▸ Required work:
A) Using the album review, answer:
(i) Which record label is listed?
(ii) What running time is given?
(iii) Born Twice Records is described as a division of which label?
B) Rewrite the album review from "But you know" up to and including "is currently popular.", renaming "Aerosmith" to "Boston".
C) Continue the album review from its final sentence.

▸ Passage provided:
---

|Musical Style: Blues Heavy Rock||Produced By:|
|Record Label: Born Twice||Country Of Origin: USA|
|Year Released: 1971/2011||Artist Website:|
|Tracks: 8||Rating: 80%|
|Running Time: 37:44|
We’re all familiar with the old phrase, “They don’t make ‘em like they used to”. More often than not it’s spoken by someone who is referring to the erosion in quality - in comparison to when they were young - that takes place over the years and decades: Vinyl is superior to CDs, the Packers of the 60’s would trounce their modern day counterparts, MS-DS is better than Windows and so on and so on. The same holds true for the music scene in that, depending on who you talk to, bands from after the turn of the century are inferior to those from the 90’s, 90’s groups rank a notch below their 80’s equivalents while the 80’s lag behind the 70’s.
But you know what, they may have a point here- at least as far as the 70’s are concerned. Just consider the well known (and still highly regarded) group’s that experienced many of their best years during the decade in question: Van Halen, Kansas, Styx, Aerosmith, Kiss, Queen and Led Zeppelin just to name a few. To understand my point one must first answer the following question: Four decades from now will there still be an audience for many of today’s cookie-cutter-modern-screamy-core-this-and-core-that-rap-fill-in-the-blank bands that are about as memorable as fast food? Perhaps I am also guilty of the “they don’t make ‘em like they used to” mentality, but if so I also have a point in that a case can be made that the music of the past brings a bit more substance than that which is currently popular.
It applies equally well to the Christian music scene, which saw the likes of Randy Stonehill, Larry Norman, Phil Keaggy and Resurrection Band trace their beginnings to the Jesus Music era that got its start in the early 70’s. The fact is a TON of great music came out of the period that, unfortunately, has fallen beneath the radar due to either being so obscure that it is next to unknown or almost impossible to find. Ever hear of Agape, Wilson McKinley, All Saved Freak Band, Fraction, Malcolm & Alwyn, Ron Salsbury & JC Power Outlet and Azitis? If you are like me then you might have a passing knowledge of some but more than likely have not had the opportunity to actually listen to many of the aforementioned. This, however, changes as a result of Born Twice Records (a division of Retroactive Records), a label dedicated to classic Jesus Music artists and their releases (both past and present).

---

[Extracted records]

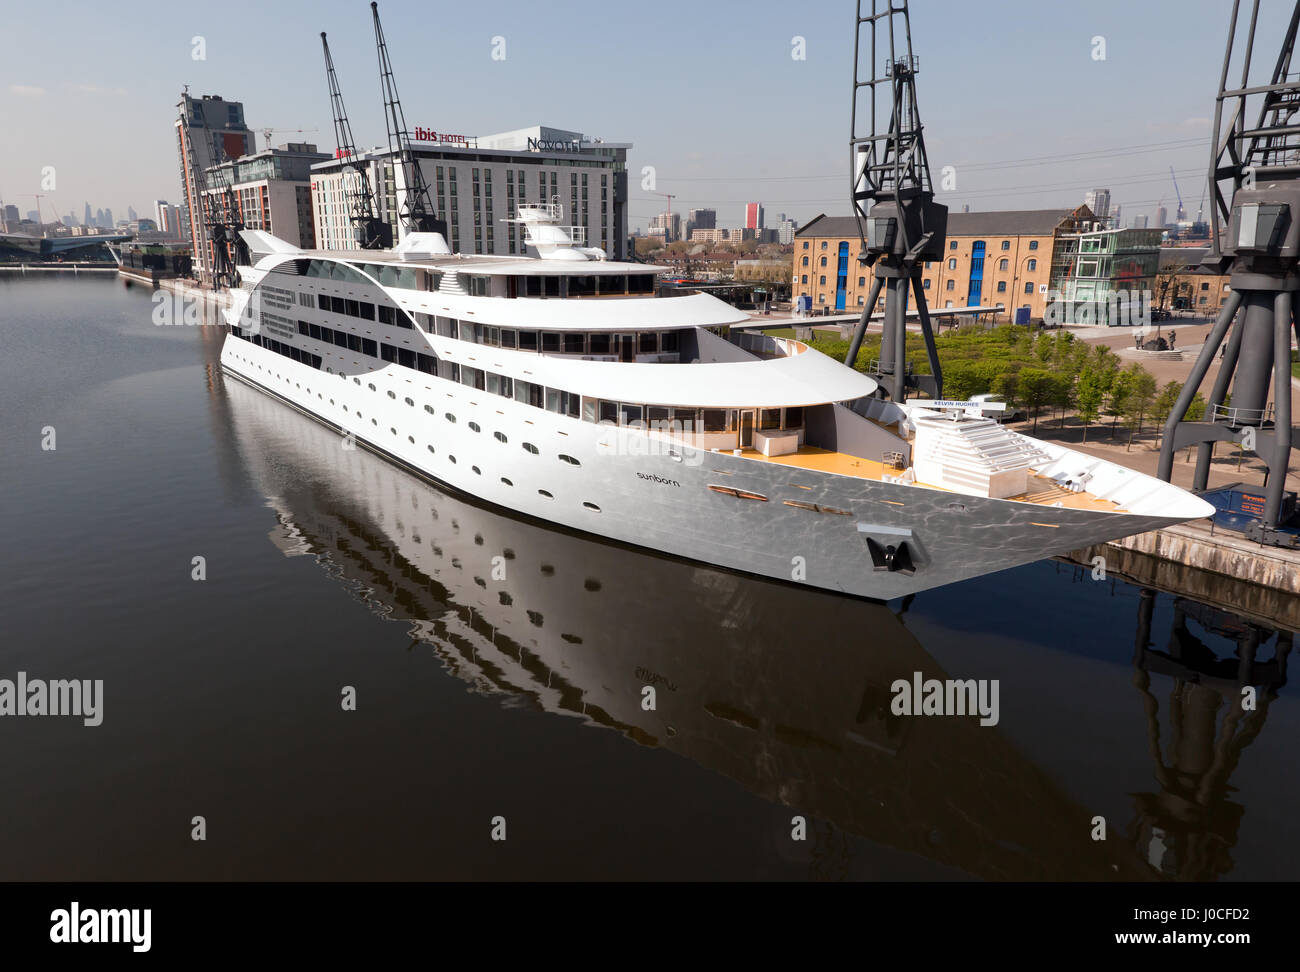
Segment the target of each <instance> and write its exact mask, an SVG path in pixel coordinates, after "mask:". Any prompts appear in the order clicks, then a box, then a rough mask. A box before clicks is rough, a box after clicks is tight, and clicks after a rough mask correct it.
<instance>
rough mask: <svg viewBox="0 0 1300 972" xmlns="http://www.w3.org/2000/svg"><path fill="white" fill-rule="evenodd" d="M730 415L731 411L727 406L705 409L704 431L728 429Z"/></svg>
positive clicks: (728, 427) (703, 426)
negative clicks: (729, 409)
mask: <svg viewBox="0 0 1300 972" xmlns="http://www.w3.org/2000/svg"><path fill="white" fill-rule="evenodd" d="M729 416H731V413H729V411H728V409H725V408H706V409H703V416H702V425H703V431H728V429H729V421H728V420H729Z"/></svg>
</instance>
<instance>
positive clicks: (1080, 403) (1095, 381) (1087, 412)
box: [1075, 365, 1110, 442]
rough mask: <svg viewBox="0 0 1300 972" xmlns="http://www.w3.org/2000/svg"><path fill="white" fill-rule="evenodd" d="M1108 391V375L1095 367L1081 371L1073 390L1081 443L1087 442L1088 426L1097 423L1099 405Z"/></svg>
mask: <svg viewBox="0 0 1300 972" xmlns="http://www.w3.org/2000/svg"><path fill="white" fill-rule="evenodd" d="M1109 390H1110V373H1108V372H1104V370H1101V369H1099V368H1096V366H1095V365H1089V366H1087V368H1084V369H1083V373H1082V374H1080V376H1079V387H1078V389H1076V390H1075V402H1076V403H1078V407H1079V418H1082V420H1083V441H1084V442H1087V441H1088V426H1089V425H1091V424H1092V422H1095V421H1097V416H1099V415H1100V413H1101V403H1102V400H1104V399H1105V396H1106V391H1109Z"/></svg>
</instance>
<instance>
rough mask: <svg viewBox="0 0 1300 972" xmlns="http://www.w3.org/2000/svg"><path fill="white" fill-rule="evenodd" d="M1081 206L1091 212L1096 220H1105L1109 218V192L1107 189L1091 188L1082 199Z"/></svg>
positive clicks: (1109, 201) (1099, 188)
mask: <svg viewBox="0 0 1300 972" xmlns="http://www.w3.org/2000/svg"><path fill="white" fill-rule="evenodd" d="M1083 204H1084V205H1086V207H1088V208H1089V209H1091V211H1092V214H1093V216H1096V217H1097V218H1099V220H1105V218H1106V217H1108V216H1110V190H1109V188H1093V190H1089V191H1088V194H1087V195H1084V198H1083Z"/></svg>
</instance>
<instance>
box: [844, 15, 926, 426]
mask: <svg viewBox="0 0 1300 972" xmlns="http://www.w3.org/2000/svg"><path fill="white" fill-rule="evenodd" d="M867 3H868V0H857V13H855V16H857V22H855V26H854V42H853V48H854V49H853V61H854V66H853V109H852V120H850V133H849V165H850V173H852V183H850V195H852V199H853V216H854V218H855V220H857V224H858V237H859V239H861V249H859V252H858V262H861V264H862V265H863V266H870V268H871V269H872V274H871V292H870V295H868V296H867V301H866V305H865V307H863V308H862V320H859V321H858V326H857V330H855V331H854V333H853V340H852V343H850V344H849V355H848V359H846V361H845V363H846V364H848V365H849V366H853V363H854V360H857V356H858V350H859V348H861V347H862V338H863V335H865V334H866V330H867V322H868V321H870V320H871V313H872V311H874V309H875V305H876V300H878V299H879V298H880V291H881V290H883V288H884V290H885V314H884V325H883V330H884V334H883V340H881V346H880V359H879V361H878V364H876V365H875V366H874V368H872V369H871V376H872V377H874V378H875V379H876V381H878V382H879V383H880V390H881V391H883V392H885V394H888V395H889V398H891V399H892V400H894V402H902V400H904V399H906V396H907V390H909V389H918V390H920V391H924V392H927V394H928V395H931V396H932V398H943V394H944V374H943V370H941V369H940V365H939V352H937V350H936V348H935V335H933V331H932V330H931V325H930V309H928V307H927V305H926V294H924V291H923V288H922V282H920V273H922V268H923V265H924V262H926V261H927V260H941V259H943V257H944V240H945V238H946V235H948V207H946V205H941V204H939V203H935V190H933V183H932V182H931V177H930V160H928V157H927V156H926V142H924V138H923V135H922V123H920V113H919V110H918V108H917V84H915V77H917V71H918V69H919V66H920V65H919V61H918V60H917V57H915V56H914V55H913V52H911V22H910V19H909V14H907V1H906V0H870V5H871V12H870V13H863V8H865V5H866V4H867ZM865 57H866V58H868V60H866V61H863V58H865ZM862 101H865V103H866V104H859V103H862ZM909 292H910V295H911V296H913V298H914V299H915V301H917V314H918V317H919V320H920V333H922V337H923V338H924V340H926V353H927V356H928V359H930V372H931V373H930V374H917V376H911V374H909V373H907V366H906V355H905V346H906V335H907V331H906V320H907V300H909Z"/></svg>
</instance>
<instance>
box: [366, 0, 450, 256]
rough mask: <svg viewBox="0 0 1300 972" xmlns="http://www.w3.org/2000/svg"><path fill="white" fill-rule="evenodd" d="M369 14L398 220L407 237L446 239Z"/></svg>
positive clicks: (379, 21) (380, 40)
mask: <svg viewBox="0 0 1300 972" xmlns="http://www.w3.org/2000/svg"><path fill="white" fill-rule="evenodd" d="M370 14H372V16H373V18H374V47H376V49H377V51H378V56H380V83H381V84H382V87H383V123H385V126H386V127H387V130H389V152H390V153H393V157H394V175H395V174H396V170H398V169H400V170H402V194H400V195H402V203H400V205H399V208H398V216H399V218H400V221H402V226H403V227H404V229H406V231H407V233H441V234H442V235H443V238H446V237H447V224H446V222H443V221H442V220H439V218H438V217H437V214H435V212H434V208H433V203H432V200H430V199H429V185H428V183H426V182H425V179H424V170H422V169H421V168H420V161H419V160H417V159H416V157H415V151H413V149H412V148H411V133H409V131H407V125H406V116H404V114H403V112H402V100H400V99H399V97H398V84H396V79H395V78H394V77H393V64H391V62H390V61H389V45H387V43H386V42H385V40H383V27H382V26H381V25H380V5H378V4H377V3H373V1H372V3H370ZM448 242H450V240H448Z"/></svg>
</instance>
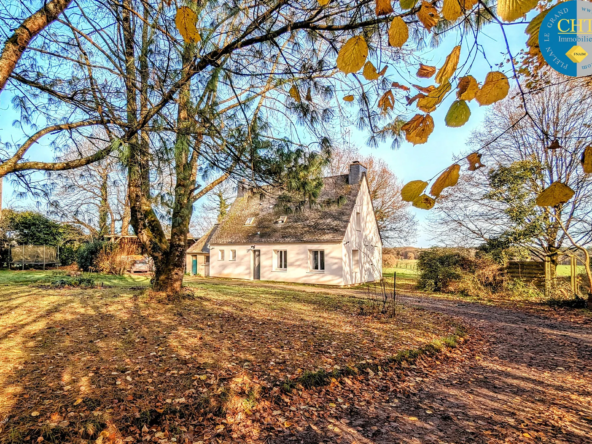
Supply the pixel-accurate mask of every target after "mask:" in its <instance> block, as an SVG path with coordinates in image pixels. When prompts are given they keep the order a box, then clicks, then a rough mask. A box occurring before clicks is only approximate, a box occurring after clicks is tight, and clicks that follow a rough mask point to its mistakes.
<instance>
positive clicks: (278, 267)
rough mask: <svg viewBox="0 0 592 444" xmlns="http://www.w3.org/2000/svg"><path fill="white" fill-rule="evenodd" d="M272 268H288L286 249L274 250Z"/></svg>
mask: <svg viewBox="0 0 592 444" xmlns="http://www.w3.org/2000/svg"><path fill="white" fill-rule="evenodd" d="M273 253H274V256H275V257H274V263H273V266H274V270H287V269H288V251H287V250H274V252H273Z"/></svg>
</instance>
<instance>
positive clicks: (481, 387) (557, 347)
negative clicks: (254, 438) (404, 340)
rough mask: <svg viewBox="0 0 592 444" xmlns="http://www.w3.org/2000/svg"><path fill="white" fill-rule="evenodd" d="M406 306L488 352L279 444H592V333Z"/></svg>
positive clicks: (574, 329)
mask: <svg viewBox="0 0 592 444" xmlns="http://www.w3.org/2000/svg"><path fill="white" fill-rule="evenodd" d="M401 300H402V302H403V303H405V304H413V305H416V306H420V307H423V308H426V309H429V310H435V311H439V312H442V313H446V314H449V315H452V316H455V317H458V318H461V319H462V320H463V321H464V322H465V323H468V324H470V325H472V326H474V327H475V328H476V329H477V331H480V332H481V333H482V334H483V336H484V337H485V338H486V346H485V347H484V348H483V349H482V350H480V351H479V352H478V353H477V355H476V356H474V357H473V358H472V359H469V360H467V361H464V362H461V364H459V365H456V366H455V365H452V366H446V365H444V366H442V371H441V372H439V373H438V374H436V375H432V376H428V377H427V378H421V379H422V381H421V382H420V383H419V384H417V385H414V386H413V388H411V389H410V390H408V391H407V392H406V393H405V394H404V396H399V397H398V398H394V399H392V400H391V401H392V402H388V403H382V404H375V405H374V406H372V407H371V408H365V409H359V408H353V409H350V410H349V411H347V412H343V413H342V414H339V415H335V416H334V417H333V418H329V421H320V422H317V423H316V424H311V427H310V428H309V429H308V430H306V431H303V432H301V433H296V434H293V435H291V436H284V437H282V438H281V439H279V440H277V441H275V442H278V443H279V442H301V443H313V442H314V443H318V442H331V443H332V442H340V443H364V444H367V443H399V442H400V443H506V442H549V443H591V442H592V329H590V328H589V327H582V326H578V325H574V324H571V323H566V322H560V321H556V320H552V319H548V318H541V317H538V316H535V315H532V314H527V313H522V312H514V311H511V310H506V309H500V308H492V307H488V306H483V305H479V304H467V303H458V302H455V301H445V300H433V299H428V298H411V297H407V298H401Z"/></svg>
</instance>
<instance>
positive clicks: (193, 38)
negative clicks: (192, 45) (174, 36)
mask: <svg viewBox="0 0 592 444" xmlns="http://www.w3.org/2000/svg"><path fill="white" fill-rule="evenodd" d="M196 24H197V14H196V13H195V12H194V11H193V10H192V9H190V8H188V7H187V6H181V7H180V8H179V9H177V15H176V16H175V25H176V26H177V29H178V30H179V34H181V36H182V37H183V40H184V41H185V43H198V42H200V41H201V37H200V35H199V32H198V31H197V28H196V27H195V25H196Z"/></svg>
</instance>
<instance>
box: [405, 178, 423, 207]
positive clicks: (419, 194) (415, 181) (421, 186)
mask: <svg viewBox="0 0 592 444" xmlns="http://www.w3.org/2000/svg"><path fill="white" fill-rule="evenodd" d="M427 186H428V183H427V182H424V181H423V180H412V181H411V182H409V183H407V184H405V186H404V187H403V188H401V199H403V200H404V201H405V202H413V201H414V200H415V199H417V198H418V197H419V196H421V193H423V190H425V188H426V187H427Z"/></svg>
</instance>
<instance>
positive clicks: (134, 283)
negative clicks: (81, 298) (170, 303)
mask: <svg viewBox="0 0 592 444" xmlns="http://www.w3.org/2000/svg"><path fill="white" fill-rule="evenodd" d="M65 276H66V272H65V271H60V270H57V271H56V270H45V271H42V270H24V271H20V270H0V286H4V285H20V284H40V285H41V284H50V283H51V282H52V281H54V280H56V279H60V278H63V277H65ZM81 276H83V277H89V278H92V279H94V280H95V282H96V283H97V284H98V285H101V284H103V285H107V286H110V287H130V286H138V287H142V286H145V287H148V286H149V285H150V278H149V277H146V276H130V275H125V276H112V275H106V274H99V273H82V275H81Z"/></svg>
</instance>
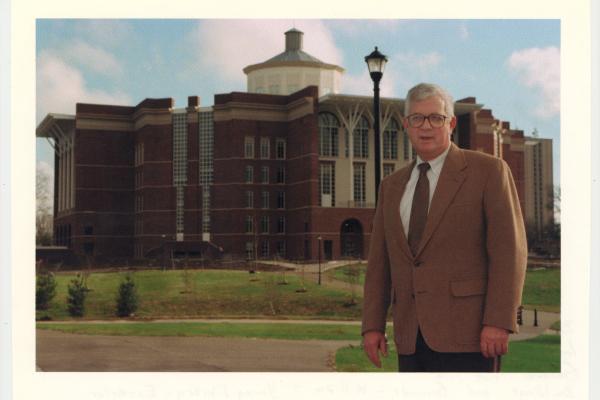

---

▸ Answers to the problems:
A)
(i) Born Twice
(ii) 37:44
(iii) Retroactive Records

B)
But you know what, they may have a point here- at least as far as the 70’s are concerned. Just consider the well known (and still highly regarded) group’s that experienced many of their best years during the decade in question: Van Halen, Kansas, Styx, Boston, Kiss, Queen and Led Zeppelin just to name a few. To understand my point one must first answer the following question: Four decades from now will there still be an audience for many of today’s cookie-cutter-modern-screamy-core-this-and-core-that-rap-fill-in-the-blank bands that are about as memorable as fast food? Perhaps I am also guilty of the “they don’t make ‘em like they used to” mentality, but if so I also have a point in that a case can be made that the music of the past brings a bit more substance than that which is currently popular.

C)
The Exkursions are the most recent group to join the Born Twice roster. A power trio that came out of Chicago in the late sixties, The Exkursions established itself as one of the first evangelistic rock bands and played a foundational role in the growing Contemporary Christian Music scene of the time. The group got its start by touring extensively, performing at literally hundreds of clubs, coffee houses and college campuses prior to taking a break long enough in 1971 to record its 8 song independently released full length debut. The album, obviously long out of print and a highly prized collector’s item, was re-mastered and re-issued by Born Twice in late 2011.
Musically, The Exkursions have been compared to Cream and Hendrix as a result of bringing a sound that can best be described as “heavy blues influenced hard rock with a psychedelic feel”. Yes, the Cream and Hendrix references are relevant, but if you like more recent artists such as Glenn Kaiser Band, The Rex Carroll Band, Thieves & Liars, Darrell Mansfield and Gypsy Carns/Prophet AZAL then I can see The Exkursions being of interest. The more blues driven material of Resurrection Band - and by that I am referring to “The Crossing”, “Someone Sleeps” and “Rain Dance” - must be noted as well. As a matter of fact, the Resurrection Band cover (off Silence Screams from 1988) of the old Eric Clapton tune “Presence Of The Lord” is a good indicator of what The Exkursions are about.
Yes, The Exkursions highlight a heavy blues influence, as aptly demonstrated on “Baby You Lied” and “You & Me”, with their traditional blues rock flavorings, and “Picture Women”, a more upbeat piece giving rise to a gutsy and gritty feel. The group can rock hard as well, which it does on the scorching Rez Band-like “It’s Been Set Down” in addition to the front to back unrelenting tempos to “Dry Ground” and “What Happened To Me”. “Third Eye”, combining some psychedelic instrumental jam tendencies with a laid back groove touch, represents The Exkursions at their best. The band even mellows out in adding some keyboards on the slower Gospel based “Would You Believe”.
Founding member Mike Johnson handles vocals and guitars. Vocally, he brings a gritty and gravel soaked bluesy heavy style that has much in common with Glenn Kaiser, Darrell Mansfield and Gypsy Carns. His guitar work stands out equally well (the guy would give Stu Heiss and Carns a serious run for their money) in showcasing soloing that ranges from fiery (“It’s Been Set Down”) to open air distorted (“Third Eye”) to jazz flavored (“Dry Ground”).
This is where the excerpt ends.